__Exercise goal__.
According to RFE President Jeffrey Gedmin, as quoted in the article on the cyber attack against Radio Free Europe, why would the Belarusians do anything they can to cut off free information? Answer in one to three sentences.

__Given passage__.
<<<<

Websites run by Radio Free Europe have been under a fierce cyber attack that coincided with coverage over the weekend of a rally organized by opposition to the Belarusian opposition.
The distributed denial of service (DDoS) attack initially targeted only the RFE's Belarus service, which starting on Saturday was inundated with as many as 50,000 fake pings every second, according the this RFE account. On Monday, it continued to be affected. At least seven other RFE sites for Kosovo, Azerbaijan, Tatar-Bashkir, Farda, South Slavic, Russia and Tajikistan, were also attacked but have mostly been brought back online.
The primary target was the Belarus service, which on Saturday - the 22nd anniversary of the Chernobyl nuclear disaster - offered live coverage of a rally in which thousands of people protested the plight of uncompensated victims and a government decision to build a new nuclear plant. Other Belarusian websites were also hit, including the Minsk-based nongovernmental organization Charter 97.
RFE provided no solid evidence, but said the Belarusian government was most likely behind the attacks. The Belarusians "see free information - flowing information of ideas and so forth - as the oxygen of civil society," RFE President Jeffrey Gedmin said. "They'll do anything they can to cut it off. If it means jamming, if it means cyber attacks, that's what they'll do."

>>>>

__Data entries__.
<<<<

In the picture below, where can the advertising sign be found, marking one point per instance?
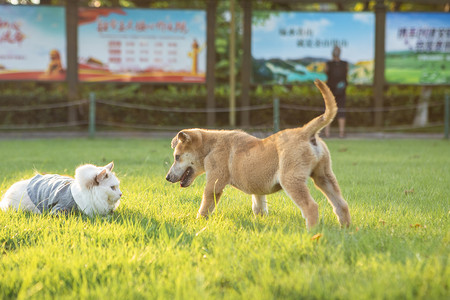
(290, 47)
(141, 45)
(417, 48)
(32, 43)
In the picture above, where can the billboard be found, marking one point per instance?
(417, 48)
(293, 47)
(32, 43)
(141, 45)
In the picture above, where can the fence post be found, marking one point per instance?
(276, 115)
(91, 114)
(447, 116)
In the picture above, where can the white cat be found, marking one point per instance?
(95, 190)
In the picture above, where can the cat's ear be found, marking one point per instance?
(100, 176)
(110, 166)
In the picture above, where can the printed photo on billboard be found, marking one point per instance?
(32, 43)
(293, 47)
(417, 48)
(142, 45)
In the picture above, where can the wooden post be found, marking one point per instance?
(232, 115)
(276, 115)
(210, 61)
(246, 62)
(447, 116)
(72, 55)
(92, 114)
(378, 81)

>>>>

__Correct response__.
Gedmin said the Belarusians see free information, meaning the flow of information and ideas, as the oxygen of civil society. He added that they would therefore use jamming, cyber attacks or any other available means to cut it off.